[[ DATASET RECORDS, beginning ]]
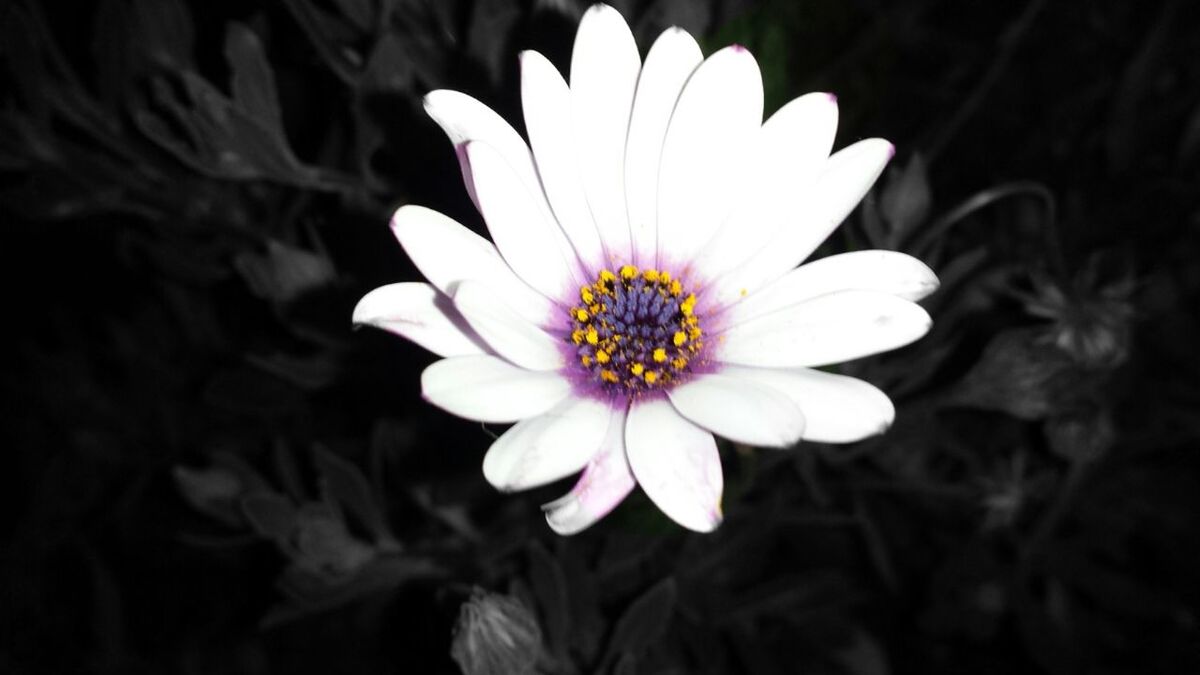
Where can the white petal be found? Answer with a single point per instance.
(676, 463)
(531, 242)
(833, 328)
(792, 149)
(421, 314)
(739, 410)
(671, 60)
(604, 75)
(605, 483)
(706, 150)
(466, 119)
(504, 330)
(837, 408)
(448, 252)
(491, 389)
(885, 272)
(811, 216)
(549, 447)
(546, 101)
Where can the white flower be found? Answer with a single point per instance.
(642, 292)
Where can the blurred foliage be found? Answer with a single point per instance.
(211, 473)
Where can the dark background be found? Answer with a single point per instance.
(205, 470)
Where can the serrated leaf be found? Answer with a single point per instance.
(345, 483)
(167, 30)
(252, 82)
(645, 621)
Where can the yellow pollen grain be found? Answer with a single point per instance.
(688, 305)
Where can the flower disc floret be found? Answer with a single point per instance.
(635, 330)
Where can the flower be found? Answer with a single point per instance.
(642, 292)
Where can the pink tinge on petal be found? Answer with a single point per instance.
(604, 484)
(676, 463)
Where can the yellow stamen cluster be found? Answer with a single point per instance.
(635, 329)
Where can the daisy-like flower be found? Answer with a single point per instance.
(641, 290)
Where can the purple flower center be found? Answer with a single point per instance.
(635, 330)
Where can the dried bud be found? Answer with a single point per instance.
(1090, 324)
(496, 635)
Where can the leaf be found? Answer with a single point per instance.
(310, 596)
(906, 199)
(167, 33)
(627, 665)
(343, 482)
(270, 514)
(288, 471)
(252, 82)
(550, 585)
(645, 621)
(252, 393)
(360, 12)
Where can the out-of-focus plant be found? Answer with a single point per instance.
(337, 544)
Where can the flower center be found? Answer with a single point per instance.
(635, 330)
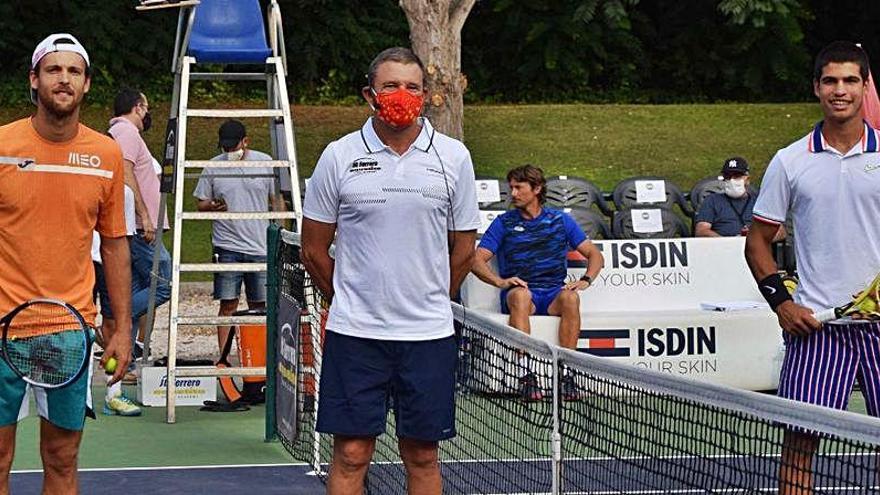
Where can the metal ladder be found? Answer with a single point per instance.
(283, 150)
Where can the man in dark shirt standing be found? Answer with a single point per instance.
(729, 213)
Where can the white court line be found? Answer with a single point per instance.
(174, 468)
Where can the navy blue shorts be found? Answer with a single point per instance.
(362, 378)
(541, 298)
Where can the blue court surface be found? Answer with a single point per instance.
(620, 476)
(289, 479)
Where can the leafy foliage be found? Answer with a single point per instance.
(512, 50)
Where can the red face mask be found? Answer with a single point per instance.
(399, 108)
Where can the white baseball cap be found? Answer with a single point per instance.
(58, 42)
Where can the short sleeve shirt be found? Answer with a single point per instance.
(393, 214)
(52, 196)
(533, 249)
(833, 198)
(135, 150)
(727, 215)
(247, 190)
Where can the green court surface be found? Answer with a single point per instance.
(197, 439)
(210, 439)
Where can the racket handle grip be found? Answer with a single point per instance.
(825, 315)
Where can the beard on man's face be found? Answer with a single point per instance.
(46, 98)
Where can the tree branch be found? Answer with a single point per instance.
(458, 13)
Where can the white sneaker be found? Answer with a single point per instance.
[[ DATASET RECORDS, end ]]
## WHAT TO WORK ON
From the line holding "Where can the tree" to the final line of the data, output each line exactly and nothing more.

## WRITTEN ANSWER
Where can the tree branch be found? Answer with a single point per instance.
(458, 13)
Where can the white sneaker be found? Answer with a single point per instance.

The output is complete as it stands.